(Esempi di etichettatura a punti)
= = = = = = =

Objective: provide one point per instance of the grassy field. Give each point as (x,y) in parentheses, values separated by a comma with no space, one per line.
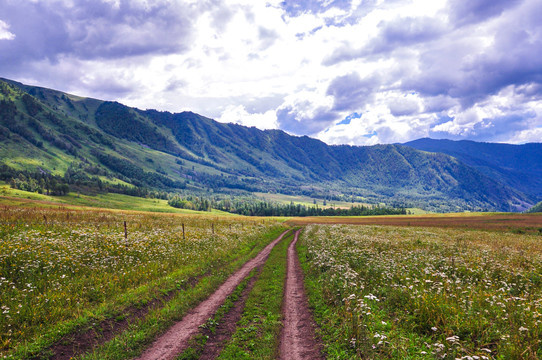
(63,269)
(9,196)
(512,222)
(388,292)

= = = = = = =

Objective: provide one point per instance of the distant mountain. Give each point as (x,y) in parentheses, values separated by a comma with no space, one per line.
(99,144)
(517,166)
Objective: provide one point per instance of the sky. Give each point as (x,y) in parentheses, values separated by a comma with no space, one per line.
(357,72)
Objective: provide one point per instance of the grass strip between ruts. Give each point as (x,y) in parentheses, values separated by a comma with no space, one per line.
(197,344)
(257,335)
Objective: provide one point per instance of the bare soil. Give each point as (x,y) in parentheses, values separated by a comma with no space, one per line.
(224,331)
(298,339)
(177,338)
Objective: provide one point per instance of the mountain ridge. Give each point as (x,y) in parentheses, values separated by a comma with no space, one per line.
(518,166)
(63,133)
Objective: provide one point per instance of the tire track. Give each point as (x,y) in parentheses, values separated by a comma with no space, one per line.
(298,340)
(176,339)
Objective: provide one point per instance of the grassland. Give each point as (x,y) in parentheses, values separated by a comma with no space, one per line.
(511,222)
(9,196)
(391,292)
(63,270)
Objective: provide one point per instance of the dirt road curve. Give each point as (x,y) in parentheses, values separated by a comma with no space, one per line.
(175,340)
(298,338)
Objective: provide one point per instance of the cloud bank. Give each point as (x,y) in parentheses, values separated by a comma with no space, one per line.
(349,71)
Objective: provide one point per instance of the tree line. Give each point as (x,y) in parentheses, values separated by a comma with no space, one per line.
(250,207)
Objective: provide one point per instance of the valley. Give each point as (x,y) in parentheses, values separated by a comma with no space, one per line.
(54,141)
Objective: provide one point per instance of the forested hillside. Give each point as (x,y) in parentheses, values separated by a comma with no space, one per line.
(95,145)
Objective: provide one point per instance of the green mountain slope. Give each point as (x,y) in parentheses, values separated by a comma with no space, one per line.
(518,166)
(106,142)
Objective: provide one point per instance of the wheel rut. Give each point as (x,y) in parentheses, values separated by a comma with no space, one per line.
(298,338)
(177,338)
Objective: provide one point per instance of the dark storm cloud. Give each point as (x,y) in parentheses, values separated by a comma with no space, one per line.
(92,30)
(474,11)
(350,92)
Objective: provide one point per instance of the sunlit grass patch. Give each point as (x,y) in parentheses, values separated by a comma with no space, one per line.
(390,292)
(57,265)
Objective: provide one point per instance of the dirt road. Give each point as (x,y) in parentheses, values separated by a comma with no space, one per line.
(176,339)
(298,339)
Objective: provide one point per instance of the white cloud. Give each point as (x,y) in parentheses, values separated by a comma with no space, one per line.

= = = = = = =

## LE TUE ISTRUZIONI
Disponi in un elenco numerato le righe del tratto che si apre con la riga contenente "Objective: provide one point per instance of the dirt road." e si chiude con la riga contenente "Objective: provide one point per instance of the white", entrambe incluse. Tralascia le righe vuote.

## RISPOSTA ESERCIZIO
1. Objective: provide one point per instance of the dirt road. Give each point as (x,y) in parentheses, values separated by a comma with no space, one per line.
2. (176,339)
3. (298,339)
4. Objective: provide one point per instance of the white cloud. Give each point as (x,y) in parentheses, values separated by a comma with no space, one per line.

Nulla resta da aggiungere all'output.